** Requirements **
In the entries below, copy verbatim the lines from the one containing "laces? Format it as [x1, y1, x2, y2]." through the one containing "[534, 526, 616, 556]", including both of those lines.

(Entries from an annotation dataset)
+-------+

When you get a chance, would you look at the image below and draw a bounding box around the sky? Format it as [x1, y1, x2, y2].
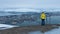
[0, 0, 60, 8]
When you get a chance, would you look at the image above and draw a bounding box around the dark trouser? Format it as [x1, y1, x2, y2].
[41, 19, 45, 26]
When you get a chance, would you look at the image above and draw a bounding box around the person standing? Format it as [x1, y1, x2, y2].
[40, 12, 46, 26]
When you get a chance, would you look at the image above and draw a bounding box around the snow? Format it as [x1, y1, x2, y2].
[28, 31, 42, 34]
[0, 24, 17, 30]
[45, 27, 60, 34]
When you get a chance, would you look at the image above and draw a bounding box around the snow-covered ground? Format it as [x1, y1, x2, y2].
[45, 27, 60, 34]
[28, 27, 60, 34]
[0, 24, 17, 30]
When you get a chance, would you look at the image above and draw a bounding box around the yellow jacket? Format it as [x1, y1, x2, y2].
[40, 13, 46, 19]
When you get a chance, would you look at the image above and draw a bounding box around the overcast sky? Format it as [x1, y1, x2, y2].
[0, 0, 60, 8]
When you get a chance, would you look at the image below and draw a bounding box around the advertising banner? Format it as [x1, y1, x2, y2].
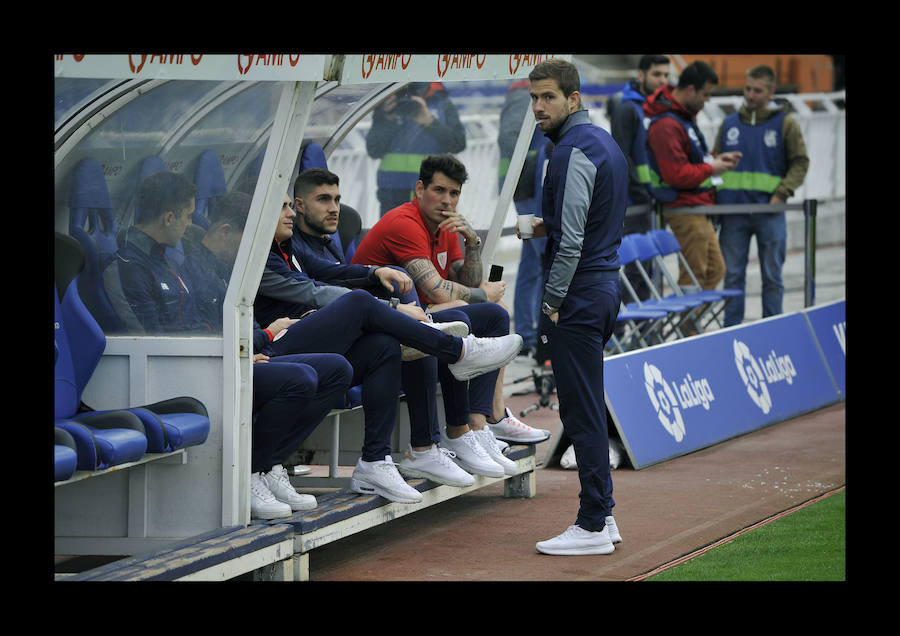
[341, 53, 568, 84]
[604, 313, 840, 469]
[54, 53, 325, 81]
[803, 300, 847, 399]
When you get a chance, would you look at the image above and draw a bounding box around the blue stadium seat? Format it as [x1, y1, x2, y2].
[53, 426, 78, 481]
[54, 232, 210, 465]
[192, 150, 228, 230]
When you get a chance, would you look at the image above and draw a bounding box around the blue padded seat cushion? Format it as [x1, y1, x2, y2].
[55, 411, 147, 470]
[53, 444, 78, 481]
[53, 427, 78, 481]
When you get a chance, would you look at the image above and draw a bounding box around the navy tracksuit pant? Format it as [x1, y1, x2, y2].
[251, 353, 353, 473]
[369, 274, 509, 448]
[262, 290, 462, 461]
[403, 303, 509, 447]
[540, 272, 620, 532]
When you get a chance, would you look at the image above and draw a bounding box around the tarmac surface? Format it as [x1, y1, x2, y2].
[298, 245, 846, 582]
[57, 240, 847, 582]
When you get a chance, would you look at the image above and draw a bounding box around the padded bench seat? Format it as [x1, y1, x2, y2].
[58, 525, 293, 582]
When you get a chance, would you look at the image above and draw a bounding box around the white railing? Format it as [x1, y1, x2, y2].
[328, 91, 846, 236]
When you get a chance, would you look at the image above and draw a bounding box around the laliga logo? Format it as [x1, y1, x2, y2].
[734, 340, 772, 413]
[437, 53, 487, 77]
[734, 340, 797, 413]
[644, 362, 685, 442]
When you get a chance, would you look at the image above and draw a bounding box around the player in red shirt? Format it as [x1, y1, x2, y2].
[353, 155, 550, 470]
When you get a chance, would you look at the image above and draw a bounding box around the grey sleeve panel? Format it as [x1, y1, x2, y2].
[544, 148, 597, 307]
[259, 268, 350, 309]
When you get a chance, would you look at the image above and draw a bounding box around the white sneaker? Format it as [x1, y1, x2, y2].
[397, 444, 475, 488]
[400, 320, 469, 362]
[447, 333, 522, 381]
[250, 473, 291, 519]
[260, 464, 317, 511]
[534, 526, 616, 555]
[606, 516, 622, 543]
[441, 431, 506, 477]
[488, 408, 550, 444]
[472, 427, 519, 475]
[350, 455, 422, 503]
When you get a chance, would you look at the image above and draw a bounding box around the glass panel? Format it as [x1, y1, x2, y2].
[328, 81, 529, 236]
[55, 80, 283, 336]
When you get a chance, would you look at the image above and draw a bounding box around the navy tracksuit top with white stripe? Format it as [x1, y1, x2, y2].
[541, 110, 628, 314]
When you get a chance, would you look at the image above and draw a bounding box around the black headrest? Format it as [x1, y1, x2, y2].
[53, 232, 84, 300]
[338, 203, 362, 249]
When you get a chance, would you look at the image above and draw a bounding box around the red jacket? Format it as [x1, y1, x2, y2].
[644, 84, 716, 208]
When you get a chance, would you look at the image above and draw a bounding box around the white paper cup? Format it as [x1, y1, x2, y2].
[516, 214, 534, 239]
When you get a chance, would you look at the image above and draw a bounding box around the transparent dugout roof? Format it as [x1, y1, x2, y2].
[54, 77, 536, 333]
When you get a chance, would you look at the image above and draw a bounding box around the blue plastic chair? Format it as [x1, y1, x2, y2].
[647, 229, 744, 327]
[55, 233, 210, 469]
[69, 158, 124, 333]
[192, 150, 228, 230]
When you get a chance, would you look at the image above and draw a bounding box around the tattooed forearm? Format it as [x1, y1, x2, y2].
[403, 259, 471, 303]
[456, 247, 483, 287]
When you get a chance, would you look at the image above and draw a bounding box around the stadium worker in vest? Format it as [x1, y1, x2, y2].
[606, 55, 669, 300]
[291, 168, 518, 487]
[366, 82, 466, 216]
[517, 58, 628, 555]
[714, 65, 809, 327]
[497, 79, 553, 363]
[644, 61, 740, 289]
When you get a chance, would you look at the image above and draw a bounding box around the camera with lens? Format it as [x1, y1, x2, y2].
[393, 84, 427, 118]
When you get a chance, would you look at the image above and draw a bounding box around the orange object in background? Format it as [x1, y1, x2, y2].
[669, 54, 835, 95]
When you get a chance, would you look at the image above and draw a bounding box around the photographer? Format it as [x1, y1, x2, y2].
[366, 82, 466, 216]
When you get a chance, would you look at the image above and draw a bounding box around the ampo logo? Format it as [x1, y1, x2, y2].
[644, 362, 684, 442]
[734, 340, 772, 413]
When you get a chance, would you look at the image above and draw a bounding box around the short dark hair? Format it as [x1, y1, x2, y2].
[678, 60, 719, 91]
[638, 55, 669, 71]
[294, 168, 341, 198]
[135, 170, 197, 224]
[419, 154, 469, 188]
[528, 57, 581, 97]
[208, 190, 251, 232]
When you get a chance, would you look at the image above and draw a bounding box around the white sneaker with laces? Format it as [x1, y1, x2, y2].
[488, 408, 550, 444]
[447, 333, 522, 381]
[261, 464, 318, 512]
[606, 515, 622, 543]
[397, 444, 475, 488]
[441, 431, 506, 477]
[350, 455, 422, 503]
[250, 473, 291, 519]
[472, 427, 519, 475]
[400, 320, 469, 362]
[534, 526, 616, 556]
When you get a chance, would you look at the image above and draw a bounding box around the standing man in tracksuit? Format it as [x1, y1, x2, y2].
[528, 58, 628, 555]
[714, 65, 809, 327]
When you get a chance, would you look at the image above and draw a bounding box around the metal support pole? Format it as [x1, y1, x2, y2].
[803, 199, 817, 307]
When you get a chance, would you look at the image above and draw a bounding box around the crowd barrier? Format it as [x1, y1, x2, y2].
[604, 300, 846, 469]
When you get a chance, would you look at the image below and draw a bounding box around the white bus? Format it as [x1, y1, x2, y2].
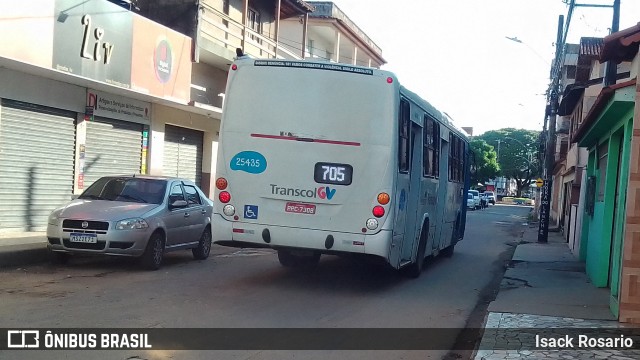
[212, 58, 469, 277]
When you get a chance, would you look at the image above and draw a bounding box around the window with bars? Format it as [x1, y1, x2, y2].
[247, 9, 262, 42]
[449, 134, 464, 182]
[422, 115, 440, 178]
[398, 99, 411, 173]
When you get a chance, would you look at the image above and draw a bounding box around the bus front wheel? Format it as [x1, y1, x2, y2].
[278, 250, 320, 267]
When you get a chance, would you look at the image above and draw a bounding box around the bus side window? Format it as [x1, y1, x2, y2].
[422, 115, 440, 178]
[398, 99, 410, 172]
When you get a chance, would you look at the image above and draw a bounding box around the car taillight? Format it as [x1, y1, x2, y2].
[216, 178, 229, 190]
[372, 205, 384, 217]
[218, 191, 231, 204]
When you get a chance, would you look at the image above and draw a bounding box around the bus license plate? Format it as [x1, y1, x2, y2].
[69, 233, 98, 244]
[284, 202, 316, 215]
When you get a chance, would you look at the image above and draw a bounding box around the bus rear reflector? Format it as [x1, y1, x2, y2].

+-------+

** Exercise result **
When you get a chance, would you look at the image above and draw a bounding box around the white sneaker with laces? Format it as [x1, y1, x2, y2].
[488, 408, 550, 444]
[447, 333, 522, 381]
[261, 464, 318, 512]
[606, 515, 622, 543]
[397, 444, 475, 488]
[441, 431, 506, 477]
[350, 455, 422, 503]
[250, 473, 291, 519]
[472, 427, 519, 475]
[400, 320, 469, 362]
[534, 526, 616, 556]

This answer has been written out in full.